§ SET PROBLEM:
Will you restate verbatim the lines running from the line with "Confirm that each instance of the picnic table leg" to the end of the data, leaving out everything else?

§ THE INPUT:

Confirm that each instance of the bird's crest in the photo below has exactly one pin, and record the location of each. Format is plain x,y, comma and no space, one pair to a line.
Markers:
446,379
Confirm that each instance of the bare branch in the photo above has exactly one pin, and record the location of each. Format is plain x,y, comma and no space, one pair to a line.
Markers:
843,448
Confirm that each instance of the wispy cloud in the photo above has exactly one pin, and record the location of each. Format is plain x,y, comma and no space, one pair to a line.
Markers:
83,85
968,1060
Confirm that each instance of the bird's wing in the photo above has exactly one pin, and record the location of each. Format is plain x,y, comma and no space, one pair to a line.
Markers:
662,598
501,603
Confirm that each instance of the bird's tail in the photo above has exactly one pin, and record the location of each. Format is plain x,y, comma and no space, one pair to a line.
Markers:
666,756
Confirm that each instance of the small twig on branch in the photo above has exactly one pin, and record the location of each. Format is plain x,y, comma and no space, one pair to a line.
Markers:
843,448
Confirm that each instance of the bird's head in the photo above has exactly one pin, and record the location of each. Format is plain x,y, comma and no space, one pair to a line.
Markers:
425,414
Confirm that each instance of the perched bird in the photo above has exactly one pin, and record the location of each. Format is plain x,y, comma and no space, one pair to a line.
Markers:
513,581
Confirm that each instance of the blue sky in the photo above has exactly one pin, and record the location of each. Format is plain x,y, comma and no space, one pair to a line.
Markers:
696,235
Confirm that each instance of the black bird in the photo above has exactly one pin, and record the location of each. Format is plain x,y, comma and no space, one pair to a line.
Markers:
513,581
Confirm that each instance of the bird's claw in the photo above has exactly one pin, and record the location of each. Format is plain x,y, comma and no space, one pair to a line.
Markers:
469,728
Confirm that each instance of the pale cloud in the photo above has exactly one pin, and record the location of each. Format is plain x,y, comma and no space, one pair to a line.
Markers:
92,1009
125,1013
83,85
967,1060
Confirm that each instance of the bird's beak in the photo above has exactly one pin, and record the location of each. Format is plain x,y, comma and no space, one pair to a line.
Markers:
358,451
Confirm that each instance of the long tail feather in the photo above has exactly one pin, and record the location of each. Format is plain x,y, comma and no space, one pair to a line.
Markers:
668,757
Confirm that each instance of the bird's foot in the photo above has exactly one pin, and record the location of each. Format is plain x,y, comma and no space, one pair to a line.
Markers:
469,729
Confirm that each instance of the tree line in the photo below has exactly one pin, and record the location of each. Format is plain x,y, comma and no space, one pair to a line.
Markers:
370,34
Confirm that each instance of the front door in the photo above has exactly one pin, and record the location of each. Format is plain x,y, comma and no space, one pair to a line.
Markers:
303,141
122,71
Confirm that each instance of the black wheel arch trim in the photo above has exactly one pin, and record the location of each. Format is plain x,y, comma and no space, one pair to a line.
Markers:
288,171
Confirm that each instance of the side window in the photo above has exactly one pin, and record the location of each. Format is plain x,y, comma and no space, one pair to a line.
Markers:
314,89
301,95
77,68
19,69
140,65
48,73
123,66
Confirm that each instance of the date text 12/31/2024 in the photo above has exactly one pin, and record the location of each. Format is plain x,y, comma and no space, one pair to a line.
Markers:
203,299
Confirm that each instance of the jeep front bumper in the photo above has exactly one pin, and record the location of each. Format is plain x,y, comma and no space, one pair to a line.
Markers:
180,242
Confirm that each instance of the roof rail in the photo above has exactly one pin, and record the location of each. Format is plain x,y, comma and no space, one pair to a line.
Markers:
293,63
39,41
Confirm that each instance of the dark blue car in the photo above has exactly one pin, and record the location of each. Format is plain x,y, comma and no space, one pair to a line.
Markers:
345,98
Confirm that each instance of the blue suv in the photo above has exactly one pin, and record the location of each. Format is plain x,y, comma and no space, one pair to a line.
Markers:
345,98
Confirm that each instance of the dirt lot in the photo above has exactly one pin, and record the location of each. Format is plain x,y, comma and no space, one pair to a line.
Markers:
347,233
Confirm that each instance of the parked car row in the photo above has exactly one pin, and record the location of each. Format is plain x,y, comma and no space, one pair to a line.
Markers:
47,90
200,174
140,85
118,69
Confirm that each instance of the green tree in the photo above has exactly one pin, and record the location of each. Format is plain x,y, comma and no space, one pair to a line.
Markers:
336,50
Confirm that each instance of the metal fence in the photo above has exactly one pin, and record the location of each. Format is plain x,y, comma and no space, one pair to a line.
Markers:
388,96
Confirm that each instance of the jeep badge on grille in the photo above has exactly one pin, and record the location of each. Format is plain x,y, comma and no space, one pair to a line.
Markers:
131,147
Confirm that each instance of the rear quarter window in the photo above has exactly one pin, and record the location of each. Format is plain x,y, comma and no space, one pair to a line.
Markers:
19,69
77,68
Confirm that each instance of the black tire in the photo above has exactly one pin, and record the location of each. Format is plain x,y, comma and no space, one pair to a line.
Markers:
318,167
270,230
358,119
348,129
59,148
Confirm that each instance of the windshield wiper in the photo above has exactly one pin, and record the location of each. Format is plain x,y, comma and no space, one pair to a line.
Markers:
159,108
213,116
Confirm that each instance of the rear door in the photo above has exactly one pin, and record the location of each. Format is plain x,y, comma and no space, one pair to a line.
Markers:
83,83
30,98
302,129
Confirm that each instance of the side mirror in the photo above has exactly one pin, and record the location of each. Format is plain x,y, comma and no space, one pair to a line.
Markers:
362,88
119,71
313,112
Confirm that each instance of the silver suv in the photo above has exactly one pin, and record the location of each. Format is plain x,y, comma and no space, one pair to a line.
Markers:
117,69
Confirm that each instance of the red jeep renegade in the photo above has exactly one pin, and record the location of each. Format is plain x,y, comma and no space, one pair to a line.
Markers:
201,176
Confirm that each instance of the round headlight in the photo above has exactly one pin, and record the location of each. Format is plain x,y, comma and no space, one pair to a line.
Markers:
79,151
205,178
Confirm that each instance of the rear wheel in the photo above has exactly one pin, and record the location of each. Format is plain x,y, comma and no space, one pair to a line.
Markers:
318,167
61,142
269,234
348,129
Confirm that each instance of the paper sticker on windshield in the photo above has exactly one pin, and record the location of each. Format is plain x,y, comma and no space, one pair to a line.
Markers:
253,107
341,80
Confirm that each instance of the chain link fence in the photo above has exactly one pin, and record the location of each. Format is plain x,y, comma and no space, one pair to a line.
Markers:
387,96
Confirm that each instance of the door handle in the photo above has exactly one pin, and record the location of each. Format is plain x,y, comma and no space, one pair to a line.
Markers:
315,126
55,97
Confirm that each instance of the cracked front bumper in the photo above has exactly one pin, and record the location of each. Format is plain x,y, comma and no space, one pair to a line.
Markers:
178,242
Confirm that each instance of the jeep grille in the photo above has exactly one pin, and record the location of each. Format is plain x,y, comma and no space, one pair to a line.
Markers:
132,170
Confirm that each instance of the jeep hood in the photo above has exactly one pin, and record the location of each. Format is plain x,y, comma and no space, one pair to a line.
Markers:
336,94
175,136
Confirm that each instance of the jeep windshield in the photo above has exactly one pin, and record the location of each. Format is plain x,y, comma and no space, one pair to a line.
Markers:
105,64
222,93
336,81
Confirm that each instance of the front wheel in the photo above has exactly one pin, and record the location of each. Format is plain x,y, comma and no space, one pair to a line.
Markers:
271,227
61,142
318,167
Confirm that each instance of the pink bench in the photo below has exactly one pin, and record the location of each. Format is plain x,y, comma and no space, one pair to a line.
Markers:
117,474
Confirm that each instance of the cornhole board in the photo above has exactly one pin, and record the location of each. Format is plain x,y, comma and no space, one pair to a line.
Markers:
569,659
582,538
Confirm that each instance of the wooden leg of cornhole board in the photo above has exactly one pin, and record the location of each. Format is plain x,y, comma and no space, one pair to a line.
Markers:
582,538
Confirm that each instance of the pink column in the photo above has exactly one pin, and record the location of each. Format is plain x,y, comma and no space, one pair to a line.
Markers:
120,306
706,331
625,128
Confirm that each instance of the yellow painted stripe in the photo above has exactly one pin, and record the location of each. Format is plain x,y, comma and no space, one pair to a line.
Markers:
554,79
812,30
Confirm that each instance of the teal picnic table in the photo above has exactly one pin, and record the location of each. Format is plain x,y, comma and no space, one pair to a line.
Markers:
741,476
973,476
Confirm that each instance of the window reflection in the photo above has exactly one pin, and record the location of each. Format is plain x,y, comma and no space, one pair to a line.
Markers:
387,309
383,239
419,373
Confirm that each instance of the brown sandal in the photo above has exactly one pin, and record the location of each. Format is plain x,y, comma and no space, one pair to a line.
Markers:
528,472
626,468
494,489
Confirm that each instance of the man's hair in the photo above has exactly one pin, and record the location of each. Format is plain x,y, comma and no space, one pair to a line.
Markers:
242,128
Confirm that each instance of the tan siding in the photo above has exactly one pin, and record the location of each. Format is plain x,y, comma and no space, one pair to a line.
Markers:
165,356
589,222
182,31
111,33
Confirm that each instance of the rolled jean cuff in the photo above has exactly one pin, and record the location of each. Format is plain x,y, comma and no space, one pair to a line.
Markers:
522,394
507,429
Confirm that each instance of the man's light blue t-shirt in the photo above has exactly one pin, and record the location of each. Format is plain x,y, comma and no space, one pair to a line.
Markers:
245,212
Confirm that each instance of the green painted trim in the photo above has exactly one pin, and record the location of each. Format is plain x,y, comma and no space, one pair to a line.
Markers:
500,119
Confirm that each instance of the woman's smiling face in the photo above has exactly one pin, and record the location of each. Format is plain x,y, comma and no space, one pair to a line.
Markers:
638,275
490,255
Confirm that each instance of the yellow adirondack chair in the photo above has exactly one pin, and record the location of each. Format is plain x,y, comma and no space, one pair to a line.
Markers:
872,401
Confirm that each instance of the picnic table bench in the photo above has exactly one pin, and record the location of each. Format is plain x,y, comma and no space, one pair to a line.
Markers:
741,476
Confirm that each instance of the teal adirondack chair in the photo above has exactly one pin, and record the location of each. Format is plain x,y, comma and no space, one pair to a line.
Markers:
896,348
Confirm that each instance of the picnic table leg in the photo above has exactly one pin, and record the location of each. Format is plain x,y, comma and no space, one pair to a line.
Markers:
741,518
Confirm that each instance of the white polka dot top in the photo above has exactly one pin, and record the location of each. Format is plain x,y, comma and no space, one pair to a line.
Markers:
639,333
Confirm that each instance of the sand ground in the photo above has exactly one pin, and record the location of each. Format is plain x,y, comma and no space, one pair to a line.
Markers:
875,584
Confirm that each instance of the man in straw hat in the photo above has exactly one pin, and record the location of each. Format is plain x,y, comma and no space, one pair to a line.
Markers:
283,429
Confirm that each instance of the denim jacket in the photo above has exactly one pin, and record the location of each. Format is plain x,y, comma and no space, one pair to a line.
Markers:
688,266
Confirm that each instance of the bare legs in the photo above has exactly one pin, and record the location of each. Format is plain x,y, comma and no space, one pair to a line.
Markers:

§ OUTPUT OF THE EXERCISE:
Confirm that each instance of the picnic table leg in the photo above has exactly one pin, and record the location of each. Format is plain x,y, comma and no space, one pair to a line.
Markers:
741,518
Confirm that each instance of the white polka dot top in the photo above has exactly one pin, and record the location of each. Format is plain x,y, comma and no space, one pair to a line.
Markers:
639,333
Confirm that each instance of the sand ground in the photo above has exactly one pin, and record the location of each. Format is plain x,y, comma and no space, one pair to a line.
Markers:
875,584
Confirm that each instance of the man in straw hat in the photo above has exactly one pin, and record the location of each. Format is plain x,y, comma and no space, one pair to a line.
Markers:
283,429
Confirm that each instance of the denim jacket in the photo above has exactly one pin, and record the location of each. Format is plain x,y, comma and no space, one pair to a line.
Markers:
688,266
Confirm that each instance of the bare legs in the photo above has exactly one pin, and record the location of each. Format is plain x,y, comma and no space, one pair to a line.
Markers:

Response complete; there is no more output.